>> begin DOCUMENT TEXT
Director Gerry Bowyer added: “Street pastors work in partnership with churches, Police Scotland, Aberdeen Inspired, the city council and many other organisations. It is the strength of partnership working and our amazing volunteers that have brought a positive and tangible change to the quality of Aberdeen’s night-time economy.”
The organisation is one of 22 street pastor initiatives in Scotland and is the first to win the QVS award.
Station House Media Unit (Shmu) has also been named among the winners.
The charity supports more than 200 volunteers every week on issues such as media initiatives in regeneration areas, employability programmes and media work at HMP Grampian.
Chief executive Murray Dawson said: “It is an incredible honour for our organisation to have secured the Queen’s Award for Voluntary Service.
“We just wouldn’t exist without our amazing volunteers and every one of them has played a part in our story over the last 20 years.
“We’re delighted that their hard work, dedication and commitment to the organisation and the impact that all of their efforts have had on their communities has been recognised by this award.”
Any group of two or more people that has participated in voluntary work for more than three years can be nominated for the award.
Full details on how to nominate are available at www.lordlieutenant-aberdeenshire.co.uk
Nominations for the 2021 awards are currently open and close on September 25.
>> end DOCUMENT TEXT
Reproduce the passage from the text on the volunteer awards, starting with "Station House Media" and going on through "for Voluntary Service.". The listing that follows is not required for anything here.
>> begin DATA SECTION
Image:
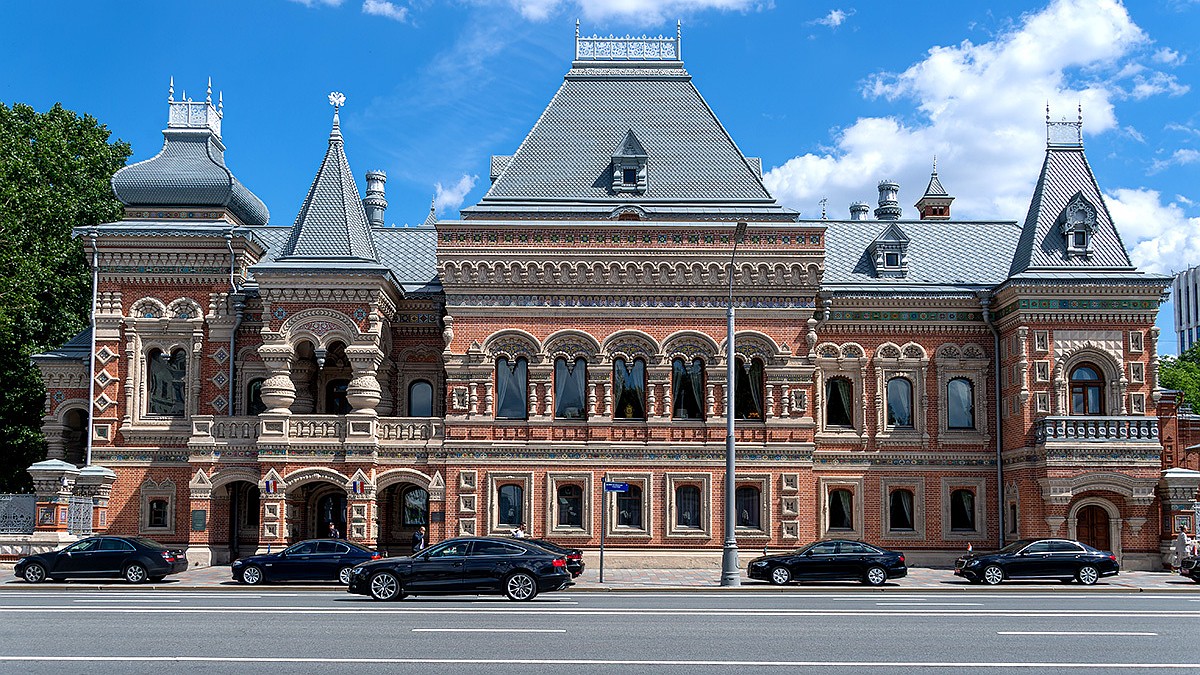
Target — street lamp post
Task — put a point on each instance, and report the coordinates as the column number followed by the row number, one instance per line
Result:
>> end DATA SECTION
* TASK ANSWER
Station House Media Unit (Shmu) has also been named among the winners.
The charity supports more than 200 volunteers every week on issues such as media initiatives in regeneration areas, employability programmes and media work at HMP Grampian.
Chief executive Murray Dawson said: “It is an incredible honour for our organisation to have secured the Queen’s Award for Voluntary Service.